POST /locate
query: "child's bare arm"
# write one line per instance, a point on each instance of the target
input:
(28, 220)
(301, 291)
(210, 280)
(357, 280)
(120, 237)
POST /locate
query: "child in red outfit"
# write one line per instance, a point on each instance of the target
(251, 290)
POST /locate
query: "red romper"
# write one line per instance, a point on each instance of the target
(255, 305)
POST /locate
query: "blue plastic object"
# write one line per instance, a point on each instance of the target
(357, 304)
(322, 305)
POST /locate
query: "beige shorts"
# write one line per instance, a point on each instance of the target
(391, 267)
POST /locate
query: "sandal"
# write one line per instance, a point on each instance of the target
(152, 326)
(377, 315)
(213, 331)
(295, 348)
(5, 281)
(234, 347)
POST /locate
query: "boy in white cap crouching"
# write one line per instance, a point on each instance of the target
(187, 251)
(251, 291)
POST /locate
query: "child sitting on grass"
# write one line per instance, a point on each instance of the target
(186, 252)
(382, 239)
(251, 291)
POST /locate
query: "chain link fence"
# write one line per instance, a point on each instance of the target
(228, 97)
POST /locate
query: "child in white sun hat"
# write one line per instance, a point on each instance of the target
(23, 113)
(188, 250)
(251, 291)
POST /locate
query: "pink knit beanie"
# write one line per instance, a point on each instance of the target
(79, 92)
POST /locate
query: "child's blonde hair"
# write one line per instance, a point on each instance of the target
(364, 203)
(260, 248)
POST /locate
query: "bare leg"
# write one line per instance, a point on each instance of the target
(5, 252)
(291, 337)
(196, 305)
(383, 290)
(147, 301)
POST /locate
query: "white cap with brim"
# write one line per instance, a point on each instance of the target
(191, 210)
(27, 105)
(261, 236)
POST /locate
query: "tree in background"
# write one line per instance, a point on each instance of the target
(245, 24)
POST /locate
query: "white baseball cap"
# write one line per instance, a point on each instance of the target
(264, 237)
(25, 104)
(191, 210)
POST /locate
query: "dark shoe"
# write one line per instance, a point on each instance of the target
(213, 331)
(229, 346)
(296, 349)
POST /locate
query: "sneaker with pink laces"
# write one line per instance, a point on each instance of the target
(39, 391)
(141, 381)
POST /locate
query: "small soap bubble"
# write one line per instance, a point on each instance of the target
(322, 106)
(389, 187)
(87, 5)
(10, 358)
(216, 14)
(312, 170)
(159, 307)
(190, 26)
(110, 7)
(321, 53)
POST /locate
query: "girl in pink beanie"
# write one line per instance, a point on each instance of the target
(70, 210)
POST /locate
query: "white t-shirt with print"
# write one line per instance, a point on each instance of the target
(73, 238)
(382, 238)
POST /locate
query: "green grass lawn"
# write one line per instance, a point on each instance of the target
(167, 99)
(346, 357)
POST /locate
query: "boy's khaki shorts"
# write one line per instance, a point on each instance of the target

Short problem |
Each line of the material above must be retyped precisely.

Finished exercise |
POST /locate
query: "child's bare arm"
# write one line per instance, a point on each instance of the target
input:
(28, 220)
(301, 291)
(210, 280)
(357, 280)
(120, 237)
POST /locate
query: "child in red outfit"
# write one line per instance, a point on each instance of the target
(251, 290)
POST /locate
query: "red romper"
# write one line per instance, a point on each instance of the target
(255, 305)
POST /locate
query: "blue plastic object"
# write one line per instance, a point on each instance of the target
(357, 304)
(322, 305)
POST /locate
query: "beige shorts"
# write one line per instance, a point on each instance of the target
(391, 267)
POST /locate
query: "sandal"
# write one line per instance, a point on each instance of the target
(152, 326)
(377, 315)
(213, 331)
(295, 348)
(5, 281)
(234, 347)
POST /locate
query: "boy in white cap crouching"
# write one line per instance, a point on each instance of the target
(187, 251)
(251, 291)
POST /locate
query: "child sitting on grass"
# write one line per instance, a point on each instance of the target
(186, 252)
(382, 239)
(251, 291)
POST /locate
query: "chain link fence"
# write one line per instance, a point on each instance of the target
(228, 97)
POST /locate
query: "child in white sun hat"
# write one line per instance, a point on each instance of the target
(23, 113)
(188, 250)
(251, 291)
POST /locate
query: "pink knit beanie"
# write one line per instance, a point on each instance of the target
(79, 92)
POST /locate
query: "child's blonde hair"
# write one line per instance, a point on each instance of the target
(364, 203)
(260, 248)
POST /locate
query: "bare leg"
# write one line per instance, a point on each instance of the target
(5, 252)
(291, 337)
(196, 305)
(383, 290)
(147, 301)
POST /locate
query: "white cap with brim"
# write one line per instance, a point on each instance of the target
(191, 210)
(27, 105)
(261, 236)
POST /locate
query: "tree in background"
# write one line per instance, a point on each instance of the target
(245, 24)
POST /locate
query: "white baseball cap"
# write one line per instance, a point on each instance of the target
(264, 237)
(25, 104)
(191, 210)
POST /locate
query: "dark shoe"
# write one line per instance, a point on each instance of the target
(213, 331)
(229, 346)
(296, 349)
POST /locate
query: "sneaker with pink laces"
# write one line per instance, a point on each instance of the target
(39, 391)
(141, 381)
POST /locate
query: "small soap bubble"
# write one line per instance, a point on each instance of the target
(322, 106)
(389, 187)
(87, 5)
(10, 358)
(216, 14)
(312, 170)
(159, 307)
(190, 26)
(110, 7)
(321, 53)
POST /locate
query: "girl in pink beanie"
# write one line per instance, a point on each instance of the target
(70, 210)
POST /locate
query: "white t-shirt with print"
# write one line per instance, a point on each instance of the target
(73, 238)
(382, 238)
POST /locate
query: "green grass lawn"
# write one line per instance, a point on each instance of the target
(167, 99)
(346, 357)
POST /locate
query: "boy's khaki shorts"
# write one line per instance, a point on each instance of the target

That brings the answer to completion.